- **Problem to solve**: The records that follow must be reproduced in full, exactly as written.

- **Material for the task**:
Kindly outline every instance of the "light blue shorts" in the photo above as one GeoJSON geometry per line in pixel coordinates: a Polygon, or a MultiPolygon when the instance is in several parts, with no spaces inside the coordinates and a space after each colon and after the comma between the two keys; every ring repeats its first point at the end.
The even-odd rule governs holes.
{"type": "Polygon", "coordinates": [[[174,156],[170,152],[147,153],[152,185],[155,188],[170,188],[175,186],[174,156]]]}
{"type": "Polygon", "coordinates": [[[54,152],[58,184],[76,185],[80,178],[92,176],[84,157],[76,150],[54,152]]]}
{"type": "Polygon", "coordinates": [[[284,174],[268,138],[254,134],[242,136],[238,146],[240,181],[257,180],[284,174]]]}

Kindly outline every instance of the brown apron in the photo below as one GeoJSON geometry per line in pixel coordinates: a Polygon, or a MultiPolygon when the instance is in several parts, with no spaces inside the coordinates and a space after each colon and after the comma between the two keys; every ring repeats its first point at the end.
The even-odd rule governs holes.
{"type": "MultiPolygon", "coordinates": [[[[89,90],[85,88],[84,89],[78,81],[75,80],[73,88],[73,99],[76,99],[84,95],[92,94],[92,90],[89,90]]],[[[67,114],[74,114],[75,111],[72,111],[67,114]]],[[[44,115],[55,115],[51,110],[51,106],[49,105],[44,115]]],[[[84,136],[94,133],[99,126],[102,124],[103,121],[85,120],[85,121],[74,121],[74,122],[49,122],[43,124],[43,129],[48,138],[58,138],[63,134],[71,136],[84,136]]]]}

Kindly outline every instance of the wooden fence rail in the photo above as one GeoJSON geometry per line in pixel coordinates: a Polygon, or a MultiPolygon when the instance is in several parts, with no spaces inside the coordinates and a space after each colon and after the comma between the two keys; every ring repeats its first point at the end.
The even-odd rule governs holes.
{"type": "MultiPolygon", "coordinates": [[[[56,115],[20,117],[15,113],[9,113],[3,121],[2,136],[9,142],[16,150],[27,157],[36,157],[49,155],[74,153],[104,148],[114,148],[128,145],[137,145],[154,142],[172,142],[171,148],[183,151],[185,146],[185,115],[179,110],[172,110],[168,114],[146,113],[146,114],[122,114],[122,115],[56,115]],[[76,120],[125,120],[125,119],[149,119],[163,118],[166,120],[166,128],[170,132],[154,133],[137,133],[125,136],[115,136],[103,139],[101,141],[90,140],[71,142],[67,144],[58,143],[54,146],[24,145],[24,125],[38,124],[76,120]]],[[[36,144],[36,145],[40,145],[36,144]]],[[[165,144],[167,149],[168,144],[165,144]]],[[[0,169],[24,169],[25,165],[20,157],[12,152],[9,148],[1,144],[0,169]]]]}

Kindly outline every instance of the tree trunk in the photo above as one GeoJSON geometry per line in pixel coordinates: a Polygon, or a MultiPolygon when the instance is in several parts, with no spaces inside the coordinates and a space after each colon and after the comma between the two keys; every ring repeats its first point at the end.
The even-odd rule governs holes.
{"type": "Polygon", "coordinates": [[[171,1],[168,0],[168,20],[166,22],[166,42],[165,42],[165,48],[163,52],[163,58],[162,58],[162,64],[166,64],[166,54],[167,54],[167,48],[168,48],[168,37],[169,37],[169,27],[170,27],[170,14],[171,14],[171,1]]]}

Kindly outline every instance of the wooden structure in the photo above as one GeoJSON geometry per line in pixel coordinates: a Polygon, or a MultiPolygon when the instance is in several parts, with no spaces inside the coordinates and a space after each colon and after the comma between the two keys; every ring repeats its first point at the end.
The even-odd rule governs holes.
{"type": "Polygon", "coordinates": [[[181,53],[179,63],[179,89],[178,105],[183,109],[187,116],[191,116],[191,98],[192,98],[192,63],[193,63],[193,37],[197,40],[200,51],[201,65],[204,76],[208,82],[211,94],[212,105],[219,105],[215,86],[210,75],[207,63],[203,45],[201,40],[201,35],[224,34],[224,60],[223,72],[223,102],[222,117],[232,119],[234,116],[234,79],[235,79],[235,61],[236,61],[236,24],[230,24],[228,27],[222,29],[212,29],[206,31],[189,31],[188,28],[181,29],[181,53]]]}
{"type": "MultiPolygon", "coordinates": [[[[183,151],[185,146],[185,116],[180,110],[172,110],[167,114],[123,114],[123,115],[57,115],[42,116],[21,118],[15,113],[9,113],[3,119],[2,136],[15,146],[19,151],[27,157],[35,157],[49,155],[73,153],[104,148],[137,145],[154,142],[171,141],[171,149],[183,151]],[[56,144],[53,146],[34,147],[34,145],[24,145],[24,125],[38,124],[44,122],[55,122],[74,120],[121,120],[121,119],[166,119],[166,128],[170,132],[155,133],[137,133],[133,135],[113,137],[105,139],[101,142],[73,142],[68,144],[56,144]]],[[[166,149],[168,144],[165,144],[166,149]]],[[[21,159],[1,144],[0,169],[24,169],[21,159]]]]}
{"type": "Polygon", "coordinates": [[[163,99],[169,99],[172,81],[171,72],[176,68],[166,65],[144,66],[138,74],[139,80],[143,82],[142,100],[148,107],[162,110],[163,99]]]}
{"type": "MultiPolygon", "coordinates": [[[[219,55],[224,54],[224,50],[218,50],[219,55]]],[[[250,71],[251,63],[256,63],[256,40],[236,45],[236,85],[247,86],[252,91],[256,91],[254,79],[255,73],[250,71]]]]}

- **Task solution**:
Kindly outline every instance of the "light blue shorts" in the photo above as one GeoJSON geometry per line in pixel coordinates: a Polygon, or a MultiPolygon when the instance is in several parts, with no spaces inside the coordinates and a space after each colon and after the comma between the two keys; every ring repeats its first point at the end.
The even-odd rule governs holes.
{"type": "Polygon", "coordinates": [[[174,156],[170,152],[147,153],[152,185],[155,188],[170,188],[175,186],[174,156]]]}
{"type": "Polygon", "coordinates": [[[54,152],[58,184],[76,185],[80,178],[92,176],[84,157],[76,150],[54,152]]]}
{"type": "Polygon", "coordinates": [[[284,174],[268,138],[254,134],[242,136],[238,146],[240,181],[257,180],[284,174]]]}

Kindly outline every instance of the brown apron in the photo below as one GeoJSON geometry per line in pixel coordinates: a Polygon, or a MultiPolygon when the instance is in several parts, with no spaces inside the coordinates and a space after each colon and after the comma between the two keys; every ring repeats its first point at the end.
The even-odd rule governs holes.
{"type": "MultiPolygon", "coordinates": [[[[89,90],[85,88],[84,89],[78,81],[75,80],[73,88],[73,99],[76,99],[84,95],[92,94],[92,90],[89,90]]],[[[67,114],[74,114],[75,111],[72,111],[67,114]]],[[[44,115],[55,115],[51,110],[51,106],[49,105],[44,115]]],[[[84,136],[94,133],[99,126],[102,124],[103,121],[85,120],[85,121],[74,121],[74,122],[49,122],[43,124],[43,129],[48,138],[58,138],[63,134],[71,136],[84,136]]]]}

Kindly outline every instance of the wooden fence rail in the photo above as one GeoJSON geometry per line in pixel coordinates: a Polygon, or a MultiPolygon when the instance is in several parts, with no spaces inside the coordinates and a space after each colon and after the comma between the two keys; every ring repeats its first point at the end.
The even-odd rule governs holes.
{"type": "MultiPolygon", "coordinates": [[[[56,115],[20,117],[15,113],[9,113],[3,121],[2,136],[9,142],[16,150],[27,157],[36,157],[49,155],[74,153],[104,148],[114,148],[128,145],[137,145],[154,142],[172,142],[171,148],[183,151],[185,146],[185,115],[179,110],[172,110],[168,114],[146,113],[146,114],[122,114],[122,115],[56,115]],[[76,120],[125,120],[125,119],[149,119],[163,118],[166,120],[166,128],[170,132],[154,133],[137,133],[125,136],[115,136],[103,139],[101,141],[90,140],[71,142],[67,144],[58,143],[54,146],[24,145],[24,125],[38,124],[76,120]]],[[[36,144],[36,145],[40,145],[36,144]]],[[[165,144],[167,149],[168,144],[165,144]]],[[[0,169],[24,169],[25,165],[20,157],[12,152],[9,148],[1,144],[0,169]]]]}

Kindly outline every instance of the tree trunk in the photo above as one GeoJSON geometry per line in pixel coordinates: a Polygon, or a MultiPolygon when the instance is in several parts, with no spaces inside the coordinates and a space after each colon and after the comma between the two keys; every ring repeats its first point at the end.
The even-odd rule governs holes.
{"type": "Polygon", "coordinates": [[[171,1],[168,0],[168,20],[166,22],[166,42],[165,42],[165,48],[163,52],[163,58],[162,58],[162,64],[166,64],[166,54],[167,54],[167,48],[168,48],[168,37],[169,37],[169,27],[170,27],[170,14],[171,14],[171,1]]]}

Kindly outline every instance of the wooden structure in the photo above as one GeoJSON geometry per line in pixel coordinates: a Polygon, or a MultiPolygon when the instance is in several parts, with no spaces inside the coordinates and a space after each colon and after the comma between the two keys; every ring repeats its first point at the end.
The even-odd rule governs holes.
{"type": "Polygon", "coordinates": [[[181,53],[179,63],[179,89],[178,105],[183,109],[187,116],[191,116],[191,98],[192,98],[192,63],[193,63],[193,37],[197,40],[200,51],[201,65],[204,76],[208,82],[211,94],[212,105],[219,105],[215,86],[210,75],[207,63],[203,45],[201,40],[201,35],[224,34],[224,60],[223,72],[223,102],[222,117],[232,119],[234,116],[234,79],[235,79],[235,61],[236,61],[236,24],[230,24],[228,27],[222,29],[212,29],[206,31],[189,31],[188,28],[181,29],[181,53]]]}
{"type": "MultiPolygon", "coordinates": [[[[183,151],[185,146],[185,116],[180,110],[172,110],[167,114],[123,114],[123,115],[57,115],[42,116],[21,118],[15,113],[9,113],[3,119],[2,136],[15,146],[19,151],[27,157],[35,157],[49,155],[73,153],[104,148],[137,145],[154,142],[171,141],[171,149],[183,151]],[[56,144],[53,146],[34,147],[34,145],[24,145],[24,125],[38,124],[44,122],[55,122],[74,120],[121,120],[121,119],[166,119],[166,128],[170,132],[155,133],[137,133],[133,135],[113,137],[105,139],[101,142],[73,142],[68,144],[56,144]]],[[[166,149],[168,144],[165,144],[166,149]]],[[[21,159],[1,144],[0,169],[24,169],[21,159]]]]}
{"type": "Polygon", "coordinates": [[[163,99],[169,99],[172,81],[171,72],[176,68],[166,65],[144,66],[138,74],[139,80],[143,82],[142,100],[148,107],[162,110],[163,99]]]}
{"type": "MultiPolygon", "coordinates": [[[[219,55],[224,54],[224,50],[218,50],[219,55]]],[[[250,71],[251,63],[256,63],[256,40],[236,45],[236,85],[247,86],[252,91],[256,91],[254,79],[255,73],[250,71]]]]}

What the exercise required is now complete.